▸ Description of the task
Select every row below that contains the string "laptop", treating uppercase and lowercase as different.

▸ Records to use
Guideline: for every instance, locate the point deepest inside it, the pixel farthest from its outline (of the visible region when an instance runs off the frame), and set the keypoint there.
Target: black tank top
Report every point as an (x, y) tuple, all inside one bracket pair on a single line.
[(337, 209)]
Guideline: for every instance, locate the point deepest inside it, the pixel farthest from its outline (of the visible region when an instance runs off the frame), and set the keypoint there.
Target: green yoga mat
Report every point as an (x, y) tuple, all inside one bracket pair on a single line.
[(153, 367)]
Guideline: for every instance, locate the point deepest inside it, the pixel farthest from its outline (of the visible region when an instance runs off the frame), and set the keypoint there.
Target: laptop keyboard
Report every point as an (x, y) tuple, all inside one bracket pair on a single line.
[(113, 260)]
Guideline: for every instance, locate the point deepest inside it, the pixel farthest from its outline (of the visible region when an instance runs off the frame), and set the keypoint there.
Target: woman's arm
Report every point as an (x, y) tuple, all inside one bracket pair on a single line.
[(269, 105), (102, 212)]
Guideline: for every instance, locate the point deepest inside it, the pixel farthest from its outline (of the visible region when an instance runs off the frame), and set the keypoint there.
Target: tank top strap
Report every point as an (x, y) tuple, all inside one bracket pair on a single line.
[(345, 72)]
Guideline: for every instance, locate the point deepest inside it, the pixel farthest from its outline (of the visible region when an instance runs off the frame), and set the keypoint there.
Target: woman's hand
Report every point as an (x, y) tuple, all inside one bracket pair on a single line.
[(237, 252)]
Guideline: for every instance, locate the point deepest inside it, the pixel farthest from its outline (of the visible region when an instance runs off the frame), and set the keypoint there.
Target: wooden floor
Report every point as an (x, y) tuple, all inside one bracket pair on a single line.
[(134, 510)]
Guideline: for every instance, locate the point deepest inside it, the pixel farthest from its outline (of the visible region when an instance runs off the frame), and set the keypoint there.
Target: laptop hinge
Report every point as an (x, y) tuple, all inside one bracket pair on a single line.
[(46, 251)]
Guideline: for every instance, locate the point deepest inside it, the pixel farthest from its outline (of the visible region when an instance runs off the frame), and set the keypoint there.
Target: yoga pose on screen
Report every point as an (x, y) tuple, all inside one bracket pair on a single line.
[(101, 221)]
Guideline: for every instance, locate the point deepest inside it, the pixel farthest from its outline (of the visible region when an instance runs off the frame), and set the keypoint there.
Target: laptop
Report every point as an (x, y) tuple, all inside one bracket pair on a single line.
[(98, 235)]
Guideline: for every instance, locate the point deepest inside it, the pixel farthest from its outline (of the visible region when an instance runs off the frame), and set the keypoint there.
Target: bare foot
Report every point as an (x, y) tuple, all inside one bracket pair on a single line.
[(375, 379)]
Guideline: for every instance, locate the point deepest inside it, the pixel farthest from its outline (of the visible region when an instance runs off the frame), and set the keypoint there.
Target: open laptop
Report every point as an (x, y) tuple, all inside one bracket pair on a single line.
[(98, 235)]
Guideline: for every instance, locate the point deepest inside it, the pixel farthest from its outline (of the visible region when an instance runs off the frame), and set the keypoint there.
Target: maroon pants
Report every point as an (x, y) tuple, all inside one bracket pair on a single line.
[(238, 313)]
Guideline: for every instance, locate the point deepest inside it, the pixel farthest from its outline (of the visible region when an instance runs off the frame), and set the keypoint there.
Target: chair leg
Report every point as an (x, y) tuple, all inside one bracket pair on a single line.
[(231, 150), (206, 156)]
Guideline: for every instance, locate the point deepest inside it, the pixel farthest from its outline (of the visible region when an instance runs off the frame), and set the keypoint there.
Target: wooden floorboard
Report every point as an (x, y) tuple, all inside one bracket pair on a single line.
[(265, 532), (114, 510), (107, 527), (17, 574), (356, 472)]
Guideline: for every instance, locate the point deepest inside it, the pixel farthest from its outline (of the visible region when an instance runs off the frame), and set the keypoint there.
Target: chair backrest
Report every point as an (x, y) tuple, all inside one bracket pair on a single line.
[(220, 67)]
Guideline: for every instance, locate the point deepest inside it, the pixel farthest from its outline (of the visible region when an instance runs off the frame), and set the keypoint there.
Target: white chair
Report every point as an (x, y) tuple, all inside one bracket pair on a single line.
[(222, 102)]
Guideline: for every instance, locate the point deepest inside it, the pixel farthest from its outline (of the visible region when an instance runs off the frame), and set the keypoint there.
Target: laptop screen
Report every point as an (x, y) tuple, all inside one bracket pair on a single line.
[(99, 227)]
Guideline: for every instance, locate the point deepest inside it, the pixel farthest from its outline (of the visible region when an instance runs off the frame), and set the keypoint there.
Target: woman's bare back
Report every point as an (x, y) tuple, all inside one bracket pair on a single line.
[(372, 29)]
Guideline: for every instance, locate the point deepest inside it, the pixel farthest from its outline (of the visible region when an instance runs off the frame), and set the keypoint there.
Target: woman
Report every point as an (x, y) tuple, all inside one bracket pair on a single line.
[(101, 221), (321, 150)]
--
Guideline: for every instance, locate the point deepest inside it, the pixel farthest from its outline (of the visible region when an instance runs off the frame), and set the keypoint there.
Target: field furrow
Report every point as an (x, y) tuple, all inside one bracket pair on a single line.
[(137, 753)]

▸ Task response
Target: laptop keyboard
Target: laptop hinge
Target: laptop
Target: open laptop
Target: laptop screen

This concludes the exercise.